Excerpts from a pointing dataset:
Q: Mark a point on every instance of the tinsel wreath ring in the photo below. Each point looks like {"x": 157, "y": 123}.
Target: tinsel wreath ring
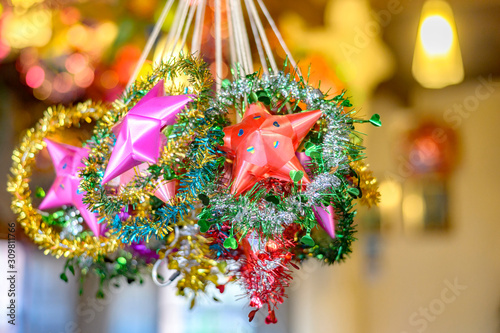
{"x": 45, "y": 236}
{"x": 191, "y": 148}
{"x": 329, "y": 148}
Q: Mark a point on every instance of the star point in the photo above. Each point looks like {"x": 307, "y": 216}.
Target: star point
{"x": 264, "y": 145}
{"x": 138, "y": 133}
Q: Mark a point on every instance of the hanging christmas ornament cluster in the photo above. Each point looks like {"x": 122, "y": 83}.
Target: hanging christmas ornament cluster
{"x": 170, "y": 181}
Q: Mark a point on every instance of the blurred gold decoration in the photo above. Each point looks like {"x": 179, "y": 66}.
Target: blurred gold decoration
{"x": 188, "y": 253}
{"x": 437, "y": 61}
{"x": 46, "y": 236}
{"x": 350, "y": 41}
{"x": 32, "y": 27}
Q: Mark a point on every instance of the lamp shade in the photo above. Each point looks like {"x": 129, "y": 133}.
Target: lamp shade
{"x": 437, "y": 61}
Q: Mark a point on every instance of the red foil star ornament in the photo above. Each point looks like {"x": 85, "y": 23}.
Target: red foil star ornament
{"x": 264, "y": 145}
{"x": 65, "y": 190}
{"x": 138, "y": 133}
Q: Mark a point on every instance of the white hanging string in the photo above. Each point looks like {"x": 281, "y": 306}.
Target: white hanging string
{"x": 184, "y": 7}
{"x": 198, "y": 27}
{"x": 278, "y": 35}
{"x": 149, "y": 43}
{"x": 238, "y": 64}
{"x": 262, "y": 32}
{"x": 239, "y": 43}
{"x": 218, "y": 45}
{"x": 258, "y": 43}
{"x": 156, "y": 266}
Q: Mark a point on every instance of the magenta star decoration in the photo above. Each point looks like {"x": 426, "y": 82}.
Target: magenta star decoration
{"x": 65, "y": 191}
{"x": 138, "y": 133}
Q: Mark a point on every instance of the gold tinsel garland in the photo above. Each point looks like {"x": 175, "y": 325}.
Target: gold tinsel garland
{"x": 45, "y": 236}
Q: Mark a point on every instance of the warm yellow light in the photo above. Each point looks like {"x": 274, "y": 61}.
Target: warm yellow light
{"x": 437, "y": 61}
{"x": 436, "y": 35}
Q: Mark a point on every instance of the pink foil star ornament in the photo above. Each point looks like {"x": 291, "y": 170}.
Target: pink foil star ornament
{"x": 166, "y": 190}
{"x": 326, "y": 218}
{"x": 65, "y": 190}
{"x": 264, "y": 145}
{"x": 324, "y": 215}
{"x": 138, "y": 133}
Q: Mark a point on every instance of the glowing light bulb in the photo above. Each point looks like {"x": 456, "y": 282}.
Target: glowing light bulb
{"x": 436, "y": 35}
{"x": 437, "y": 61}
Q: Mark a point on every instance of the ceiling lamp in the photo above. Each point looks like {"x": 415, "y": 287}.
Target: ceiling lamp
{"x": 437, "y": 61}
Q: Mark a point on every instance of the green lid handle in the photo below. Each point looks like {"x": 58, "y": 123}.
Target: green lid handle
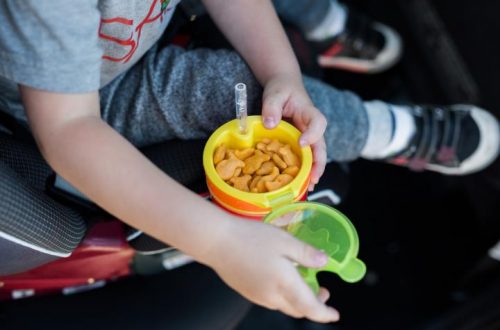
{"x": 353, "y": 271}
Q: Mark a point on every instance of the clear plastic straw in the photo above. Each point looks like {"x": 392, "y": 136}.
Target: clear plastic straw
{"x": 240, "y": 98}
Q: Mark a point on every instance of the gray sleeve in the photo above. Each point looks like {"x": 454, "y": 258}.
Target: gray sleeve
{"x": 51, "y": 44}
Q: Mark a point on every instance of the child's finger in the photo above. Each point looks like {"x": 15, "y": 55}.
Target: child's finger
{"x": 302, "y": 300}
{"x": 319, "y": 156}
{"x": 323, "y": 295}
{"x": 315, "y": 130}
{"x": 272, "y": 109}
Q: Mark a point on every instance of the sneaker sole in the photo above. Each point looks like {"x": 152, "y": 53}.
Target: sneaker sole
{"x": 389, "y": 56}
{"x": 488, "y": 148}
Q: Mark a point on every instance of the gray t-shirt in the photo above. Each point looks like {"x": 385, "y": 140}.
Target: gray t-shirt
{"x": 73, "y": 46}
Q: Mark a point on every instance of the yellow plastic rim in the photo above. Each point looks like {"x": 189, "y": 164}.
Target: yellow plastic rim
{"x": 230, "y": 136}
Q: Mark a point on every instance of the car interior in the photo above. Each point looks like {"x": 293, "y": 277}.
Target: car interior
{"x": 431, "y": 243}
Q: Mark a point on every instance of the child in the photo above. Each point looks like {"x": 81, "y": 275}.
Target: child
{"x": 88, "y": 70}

> [Problem requirements] Could you set down all of the data above word for word, leaving out the pictures?

> [Answer to the exercise]
Q: Mark a point on every instance of the tinsel wreath ring in the photo below. Each point looks like {"x": 157, "y": 123}.
Target: tinsel wreath ring
{"x": 45, "y": 236}
{"x": 191, "y": 148}
{"x": 329, "y": 148}
Q: Mark a point on every instance of the star point in the photo above. Each point looks like {"x": 307, "y": 216}.
Target: star point
{"x": 264, "y": 145}
{"x": 138, "y": 133}
Q: Mark a point on every instance of the hanging christmas ornament cluster in the photo above. Each point looks like {"x": 122, "y": 83}.
Target: hanging christmas ornament cluster
{"x": 170, "y": 181}
Q: Mark a point on every instance of the blurred gold decoration in the photo above. Each point looks like {"x": 179, "y": 66}.
Target: blurred gold decoration
{"x": 188, "y": 253}
{"x": 437, "y": 61}
{"x": 46, "y": 236}
{"x": 350, "y": 41}
{"x": 32, "y": 27}
Q: Mark a point on every instance of the lamp shade in the photo above. Each point looks like {"x": 129, "y": 133}.
Target: lamp shade
{"x": 437, "y": 61}
Q: Mark a point on every instance of the red foil star ornament in the photo above. Each point looks like {"x": 85, "y": 23}.
Target: red foil star ornament
{"x": 264, "y": 145}
{"x": 65, "y": 190}
{"x": 138, "y": 133}
Q: Mark a point on every instance of the white hanging string in the photo above. Each point looks like {"x": 281, "y": 306}.
Target: white hanging string
{"x": 184, "y": 7}
{"x": 198, "y": 27}
{"x": 278, "y": 35}
{"x": 149, "y": 43}
{"x": 238, "y": 64}
{"x": 262, "y": 32}
{"x": 239, "y": 43}
{"x": 218, "y": 45}
{"x": 258, "y": 43}
{"x": 156, "y": 266}
Q: Mark a point on every instance of the magenta star decoration in the photo above. Each point looks like {"x": 426, "y": 82}.
Target: magenta star decoration
{"x": 65, "y": 191}
{"x": 138, "y": 133}
Q: Mark a point on every instance of the gold tinsel garland in the photo above. Each point looks like {"x": 175, "y": 325}.
Target: gold tinsel garland
{"x": 45, "y": 236}
Q: Mark a point on every instance of the warm yellow light in the photo above. Each point looks like {"x": 274, "y": 61}.
Target: warm yellow light
{"x": 437, "y": 61}
{"x": 436, "y": 35}
Q: Mark a point on every instance of the pink foil star ornament in the photo above. Each point looks like {"x": 291, "y": 170}.
Target: pink foil star ornament
{"x": 166, "y": 190}
{"x": 326, "y": 218}
{"x": 65, "y": 190}
{"x": 264, "y": 145}
{"x": 324, "y": 215}
{"x": 138, "y": 133}
Q: Mark a point on every instance of the glowing light bulb in the photo above. Each point looks like {"x": 456, "y": 282}.
Target: glowing light bulb
{"x": 436, "y": 35}
{"x": 437, "y": 61}
Q: Mark a point on every instance of the ceiling lamp in the photo above. Each point looks like {"x": 415, "y": 287}.
Target: ceiling lamp
{"x": 437, "y": 61}
Q: Mark a point on every instance of the green lid handle in the photo below. Each point looks like {"x": 58, "y": 123}.
Target: green lid handle
{"x": 353, "y": 271}
Q: Mark a point on every instance of the clear plastic straw in the photo above. Each point looks like {"x": 392, "y": 136}.
Target: clear plastic straw
{"x": 240, "y": 98}
Q: Mark a point on every instance of the gray sleeve in the photo above. Each point looks like {"x": 454, "y": 258}.
Target: gray sleeve
{"x": 51, "y": 44}
Q: Mark a point on every instance of the child's finger in the photo above. Each point looks like {"x": 15, "y": 55}.
Target: child's finger
{"x": 302, "y": 300}
{"x": 319, "y": 156}
{"x": 323, "y": 295}
{"x": 315, "y": 130}
{"x": 272, "y": 109}
Q: Mark a point on every instance of the sneaker sole in the photo above. Each point looks like {"x": 152, "y": 53}.
Target: sneaker sole
{"x": 389, "y": 56}
{"x": 488, "y": 148}
Q: Mark a point on every instance of the gray t-shirt in the photo above. Each point looks like {"x": 385, "y": 140}.
Target: gray t-shirt
{"x": 73, "y": 46}
Q: Mark a point on every instance of the yellow plastic rim in the photo above. Each point looks like {"x": 189, "y": 164}.
Target: yellow plastic rim
{"x": 230, "y": 136}
Q: Mark a point on every instance of the car interior in the photo above. Each point looks like {"x": 293, "y": 277}.
Target: car interior
{"x": 431, "y": 243}
Q: Mark a point on every instance of the child in the photo above. Each point looks like {"x": 81, "y": 275}.
Target: child
{"x": 88, "y": 70}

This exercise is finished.